GOAL:
Recast all of the records below as a Markdown table with two columns, Index for the row number and Line for the text, omitting blank lines and the pictures.

SUPPLIED RECORDS:
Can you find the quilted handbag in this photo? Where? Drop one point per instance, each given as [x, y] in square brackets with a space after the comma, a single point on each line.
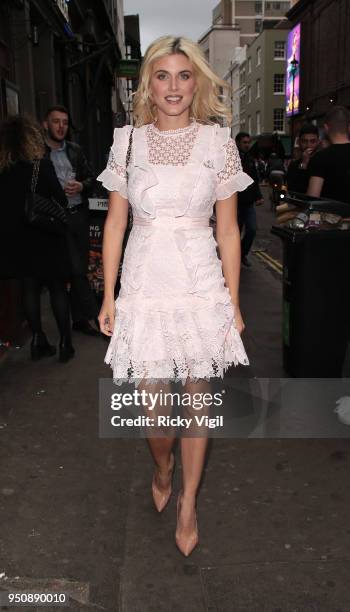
[44, 212]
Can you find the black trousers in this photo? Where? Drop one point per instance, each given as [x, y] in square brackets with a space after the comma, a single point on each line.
[247, 220]
[82, 298]
[32, 289]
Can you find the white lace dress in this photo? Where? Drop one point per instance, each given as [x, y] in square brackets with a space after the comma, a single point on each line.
[174, 316]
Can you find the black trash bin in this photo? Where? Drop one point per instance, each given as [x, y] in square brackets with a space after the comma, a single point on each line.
[316, 301]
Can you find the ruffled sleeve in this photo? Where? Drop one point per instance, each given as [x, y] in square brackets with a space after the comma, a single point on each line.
[113, 176]
[231, 177]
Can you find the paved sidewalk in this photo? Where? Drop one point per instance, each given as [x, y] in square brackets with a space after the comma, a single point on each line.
[272, 513]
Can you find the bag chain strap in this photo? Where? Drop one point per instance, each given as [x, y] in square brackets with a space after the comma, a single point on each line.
[128, 154]
[35, 174]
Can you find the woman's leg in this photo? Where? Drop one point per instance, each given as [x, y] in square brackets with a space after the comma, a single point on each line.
[60, 305]
[193, 452]
[160, 447]
[31, 302]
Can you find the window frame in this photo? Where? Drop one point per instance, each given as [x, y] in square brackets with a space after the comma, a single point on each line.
[258, 89]
[279, 57]
[280, 92]
[282, 131]
[249, 94]
[258, 122]
[258, 56]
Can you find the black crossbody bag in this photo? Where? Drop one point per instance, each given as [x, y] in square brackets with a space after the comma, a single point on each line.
[43, 212]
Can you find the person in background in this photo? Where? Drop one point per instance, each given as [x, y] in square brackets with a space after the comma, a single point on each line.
[36, 257]
[330, 168]
[249, 198]
[298, 174]
[77, 180]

TASK RESULT:
| Index | Line |
|---|---|
| 1 | Can you find the quilted handbag in this photo? Where? Drop one point per instance, each given as [x, y] in square brackets with a space after the comma, a single point on each line. |
| 2 | [44, 212] |
| 3 | Can you find the black trousers in this photo? Where? Drop one point per instance, each given as [x, y] in square brackets with a space after the comma, a single point on each line. |
| 4 | [247, 220] |
| 5 | [82, 298] |
| 6 | [32, 289] |
| 7 | Can you find the white lace dress in this photo? Where? Drop one point per instance, each given as [x, y] in square brackets with a space after the comma, a single point on each line. |
| 8 | [174, 316] |
| 9 | Can you find the black trash bin in this photo? Where? Drop one point per instance, each given as [x, y] in square brackets with a space after the comma, a single point on each line. |
| 10 | [316, 301] |
| 11 | Can you find the ruffled sleeve in this photo? Where? Drop one point per instance, each given as [x, y] in square brackets with a space after the comma, a single point on each line. |
| 12 | [113, 176] |
| 13 | [231, 177] |
| 14 | Can you find the paved sidewalk in this photo? Where? Drop one point per instance, each given as [x, y] in square brackets with a space after the comma, a single point on each line. |
| 15 | [272, 513] |
| 16 | Can you find the bag chain strap in this photo? Where? Drop one point per instance, each given as [x, y] in square brackets with a space after the comma, a single point on each line. |
| 17 | [128, 154] |
| 18 | [35, 174] |
| 19 | Can you find the woman's leg in this photo? Where? Drop one point per instance, each given as [x, y] in square brackets with a space after the comma, a single point on each line. |
| 20 | [60, 305] |
| 21 | [193, 452] |
| 22 | [160, 447] |
| 23 | [31, 302] |
| 24 | Can you find the window frame in this photo? Where? Drop one point per instance, each given as [x, y] in square brackets with a space after the comma, a single point on each line. |
| 25 | [258, 89] |
| 26 | [279, 57] |
| 27 | [280, 92] |
| 28 | [282, 131] |
| 29 | [249, 94] |
| 30 | [258, 122] |
| 31 | [258, 56] |
| 32 | Can you find the black crossbody bag in this photo? Where? Drop one point per instance, each given as [x, y] in square brackets with a space after the comma, a single point on each line. |
| 33 | [43, 212] |
| 34 | Can you find the person in background in this photo? Where? Drop one point per instance, each given as [x, y] in square brackets with a space after the comma, a single point on each line. |
| 35 | [36, 257] |
| 36 | [330, 168] |
| 37 | [249, 198] |
| 38 | [298, 174] |
| 39 | [77, 180] |